| Your objective |
Turn every line of the material below into a numbered list, leaving out blank lines.

| Source records |
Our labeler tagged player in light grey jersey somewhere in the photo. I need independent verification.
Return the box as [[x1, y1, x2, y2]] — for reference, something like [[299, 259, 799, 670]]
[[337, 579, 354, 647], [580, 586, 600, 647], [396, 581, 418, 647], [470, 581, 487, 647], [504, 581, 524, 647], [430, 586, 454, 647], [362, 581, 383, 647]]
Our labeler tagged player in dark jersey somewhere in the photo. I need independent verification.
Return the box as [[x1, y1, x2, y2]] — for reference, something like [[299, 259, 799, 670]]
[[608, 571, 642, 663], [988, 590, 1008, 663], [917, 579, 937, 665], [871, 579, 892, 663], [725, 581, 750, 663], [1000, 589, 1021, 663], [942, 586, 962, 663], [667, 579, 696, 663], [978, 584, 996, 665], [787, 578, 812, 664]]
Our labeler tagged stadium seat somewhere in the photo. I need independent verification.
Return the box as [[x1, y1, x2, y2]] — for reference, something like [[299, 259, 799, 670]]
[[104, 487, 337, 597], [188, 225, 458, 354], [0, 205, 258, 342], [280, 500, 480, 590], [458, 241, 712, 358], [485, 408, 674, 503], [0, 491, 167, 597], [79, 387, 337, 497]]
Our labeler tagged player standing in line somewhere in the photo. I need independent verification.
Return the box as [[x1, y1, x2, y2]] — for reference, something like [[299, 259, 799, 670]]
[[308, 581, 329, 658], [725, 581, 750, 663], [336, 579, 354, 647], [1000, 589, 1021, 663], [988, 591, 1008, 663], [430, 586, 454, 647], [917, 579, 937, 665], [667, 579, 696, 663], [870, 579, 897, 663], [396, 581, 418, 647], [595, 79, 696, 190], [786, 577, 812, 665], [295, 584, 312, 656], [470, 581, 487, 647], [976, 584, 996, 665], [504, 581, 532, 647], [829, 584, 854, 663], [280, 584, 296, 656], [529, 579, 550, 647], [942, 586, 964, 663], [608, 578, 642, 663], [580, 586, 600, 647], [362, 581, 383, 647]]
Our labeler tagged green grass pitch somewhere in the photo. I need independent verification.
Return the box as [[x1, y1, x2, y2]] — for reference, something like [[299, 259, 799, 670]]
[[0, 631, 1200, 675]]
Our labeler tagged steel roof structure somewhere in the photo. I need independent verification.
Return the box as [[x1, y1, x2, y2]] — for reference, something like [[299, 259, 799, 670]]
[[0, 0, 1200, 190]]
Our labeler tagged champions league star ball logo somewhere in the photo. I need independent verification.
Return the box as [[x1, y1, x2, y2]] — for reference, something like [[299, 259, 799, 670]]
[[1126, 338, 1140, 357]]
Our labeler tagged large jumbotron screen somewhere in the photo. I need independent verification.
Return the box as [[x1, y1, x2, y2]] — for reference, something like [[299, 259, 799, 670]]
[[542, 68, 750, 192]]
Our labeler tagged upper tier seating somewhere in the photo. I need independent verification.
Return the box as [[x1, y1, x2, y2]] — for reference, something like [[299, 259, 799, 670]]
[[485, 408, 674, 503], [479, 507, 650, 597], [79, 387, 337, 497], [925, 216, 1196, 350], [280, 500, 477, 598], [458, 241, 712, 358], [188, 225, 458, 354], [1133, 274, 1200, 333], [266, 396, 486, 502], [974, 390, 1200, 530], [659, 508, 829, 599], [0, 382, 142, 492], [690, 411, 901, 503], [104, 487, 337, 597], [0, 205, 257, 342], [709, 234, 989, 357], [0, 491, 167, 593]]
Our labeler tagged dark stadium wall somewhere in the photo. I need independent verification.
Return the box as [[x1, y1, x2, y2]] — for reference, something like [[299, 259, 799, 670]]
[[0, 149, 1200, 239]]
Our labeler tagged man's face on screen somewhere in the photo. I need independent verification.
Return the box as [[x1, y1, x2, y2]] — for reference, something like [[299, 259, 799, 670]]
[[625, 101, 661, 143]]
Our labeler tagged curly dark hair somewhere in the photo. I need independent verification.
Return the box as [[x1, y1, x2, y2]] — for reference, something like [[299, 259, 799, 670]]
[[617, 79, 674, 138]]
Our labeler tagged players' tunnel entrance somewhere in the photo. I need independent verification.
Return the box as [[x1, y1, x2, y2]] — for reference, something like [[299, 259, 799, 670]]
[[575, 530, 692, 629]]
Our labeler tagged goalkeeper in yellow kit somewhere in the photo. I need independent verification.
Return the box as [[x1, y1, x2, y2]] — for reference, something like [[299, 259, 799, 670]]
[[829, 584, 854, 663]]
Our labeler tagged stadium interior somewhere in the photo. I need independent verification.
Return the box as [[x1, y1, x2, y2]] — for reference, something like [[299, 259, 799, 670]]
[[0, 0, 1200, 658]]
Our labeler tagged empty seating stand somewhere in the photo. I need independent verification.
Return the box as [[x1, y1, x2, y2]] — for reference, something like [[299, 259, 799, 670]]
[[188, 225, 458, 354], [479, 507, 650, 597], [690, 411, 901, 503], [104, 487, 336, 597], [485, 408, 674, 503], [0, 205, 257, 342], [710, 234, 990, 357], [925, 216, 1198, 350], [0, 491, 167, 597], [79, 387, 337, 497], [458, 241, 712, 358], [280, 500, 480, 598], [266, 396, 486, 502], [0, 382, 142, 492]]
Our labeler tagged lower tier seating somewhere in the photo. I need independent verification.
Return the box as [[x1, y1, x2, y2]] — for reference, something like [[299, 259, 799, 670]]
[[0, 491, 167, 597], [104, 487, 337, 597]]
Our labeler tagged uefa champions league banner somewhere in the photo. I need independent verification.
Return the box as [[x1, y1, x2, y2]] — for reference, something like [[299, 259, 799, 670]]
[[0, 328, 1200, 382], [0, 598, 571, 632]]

| Correct response |
1. Our labeler tagged player in light grey jersey somewhere in the photo. I need independent verification.
2. Return the box as [[x1, y1, x2, y2]] — for reference, something like [[299, 259, 799, 670]]
3. [[337, 579, 354, 647], [580, 586, 600, 647], [396, 581, 418, 647], [470, 581, 487, 647], [504, 581, 524, 647], [430, 586, 454, 647], [362, 581, 383, 647]]
4. Our labeler tagged player in dark jersey somewhere in the photo. I need independent verification.
5. Return the box as [[x1, y1, x2, y2]] — for reference, something like [[299, 259, 799, 670]]
6. [[608, 571, 642, 663], [988, 590, 1008, 663], [917, 579, 937, 665], [871, 579, 892, 663], [725, 581, 750, 663], [1000, 589, 1021, 663], [942, 586, 962, 663], [667, 579, 696, 663], [978, 584, 996, 665], [787, 578, 812, 664]]
7. Our labeler tagged stadium seat somewhere in the photo. I need independent verification.
8. Return the box as [[x1, y1, x2, y2]] — for reference, something like [[299, 259, 799, 670]]
9. [[104, 487, 337, 597], [188, 225, 458, 354], [0, 205, 258, 342], [280, 500, 480, 590], [458, 241, 712, 358], [485, 408, 674, 503], [0, 491, 167, 597], [79, 387, 337, 497]]
10. Our labeler tagged player standing in line somewhere in the photo. I need independent verification.
11. Return the box as [[x1, y1, x2, y2]] — for reference, something like [[299, 259, 799, 670]]
12. [[308, 581, 329, 658], [725, 581, 750, 663], [336, 579, 354, 647], [1000, 589, 1021, 663], [988, 591, 1008, 663], [430, 586, 454, 647], [917, 579, 937, 665], [667, 579, 696, 663], [870, 579, 897, 663], [396, 581, 418, 647], [595, 79, 696, 190], [786, 577, 812, 665], [295, 584, 312, 656], [470, 581, 487, 647], [976, 584, 996, 665], [504, 581, 532, 647], [829, 584, 854, 663], [280, 584, 296, 656], [529, 579, 550, 647], [942, 586, 964, 663], [608, 578, 642, 663], [580, 586, 600, 647], [362, 581, 383, 647]]
13. Our labeler tagged green grass pitch somewhere in the photo. I need independent verification.
14. Return the box as [[x1, y1, x2, y2]] — for reference, something like [[299, 259, 799, 670]]
15. [[0, 631, 1200, 675]]
16. Our labeler tagged steel roof structure somewhere in the photo. I need independent verification.
17. Return the box as [[x1, y1, x2, y2]] — for reference, something like [[299, 259, 799, 670]]
18. [[0, 0, 1200, 190]]
19. Our labeler tagged champions league star ball logo somewhere in the photo. I need independent verification.
20. Return the box as [[x1, y1, x2, y2]] — for reference, something like [[299, 259, 799, 670]]
21. [[1126, 338, 1140, 357]]
22. Our labeler tagged large jumbotron screen somewhere in the photo. I need independent verification.
23. Return the box as [[x1, y1, x2, y2]] — for reference, something like [[299, 259, 799, 670]]
24. [[542, 68, 750, 192]]
25. Our labeler tagged upper tier seating somewhere in the photo. I need independent verification.
26. Return the box as [[x1, y1, x2, y2]] — for reference, something like [[299, 259, 799, 670]]
27. [[485, 408, 674, 503], [479, 507, 650, 597], [79, 387, 337, 497], [925, 216, 1196, 350], [280, 500, 477, 598], [458, 241, 712, 358], [188, 225, 458, 354], [1133, 274, 1200, 333], [266, 396, 486, 502], [974, 390, 1200, 530], [659, 508, 829, 599], [0, 382, 142, 492], [690, 411, 901, 503], [104, 487, 337, 597], [0, 205, 257, 342], [709, 234, 989, 357], [0, 491, 167, 593]]
28. Our labeler tagged dark stadium wall somewhere in the photo. I need independent verification.
29. Return the box as [[x1, y1, x2, y2]] — for reference, something like [[299, 259, 799, 670]]
30. [[0, 149, 1200, 239]]
31. Our labeler tagged man's face on screen somewhere in the photo. I need independent verification.
32. Return the box as [[x1, y1, x2, y2]] — for reference, something like [[299, 259, 799, 670]]
33. [[625, 101, 661, 143]]
34. Our labeler tagged curly dark hair somewhere in the photo. I need independent verification.
35. Return the box as [[x1, y1, x2, y2]] — for reference, something like [[299, 259, 799, 670]]
36. [[617, 79, 674, 138]]
37. Our labeler tagged players' tunnel entrance somewhere in the photo. I need independent verification.
38. Return the box as [[x1, y1, x2, y2]] — for reference, something like [[299, 259, 799, 670]]
39. [[575, 530, 692, 629]]
40. Our labeler tagged goalkeeper in yellow kit somewhere in the photo. I need independent verification.
41. Return the box as [[x1, y1, x2, y2]] — for reference, something like [[299, 259, 799, 670]]
42. [[829, 584, 854, 663]]
43. Our labeler tagged stadium interior somewhere in the photo. I need independent verification.
44. Return the box as [[x1, y1, x2, y2]] — for reference, something like [[299, 259, 799, 670]]
45. [[0, 0, 1200, 658]]
46. Our labeler tagged empty seating stand somewhere in the photo. I need independent verification.
47. Return the box as [[x1, y1, x2, y2]] — for reference, something like [[299, 259, 799, 670]]
48. [[188, 225, 458, 354], [479, 507, 650, 597], [690, 411, 901, 503], [104, 487, 336, 597], [485, 408, 674, 503], [0, 205, 257, 342], [710, 234, 990, 357], [925, 216, 1198, 350], [0, 491, 167, 597], [79, 387, 337, 497], [458, 241, 712, 358], [280, 500, 480, 598], [266, 396, 486, 502], [0, 382, 142, 492]]
49. Our labeler tagged lower tier seating somewhere in the photo. I need independent verification.
50. Return the box as [[x1, y1, x2, y2]] — for reference, something like [[299, 259, 799, 670]]
51. [[0, 491, 167, 597], [104, 487, 337, 597]]
52. Our labeler tagged uefa champions league banner somewhere in the photo. I need independent verification.
53. Return the box as [[x1, y1, x2, y2]] — for reference, something like [[299, 259, 799, 670]]
54. [[0, 328, 1200, 382], [0, 598, 571, 632]]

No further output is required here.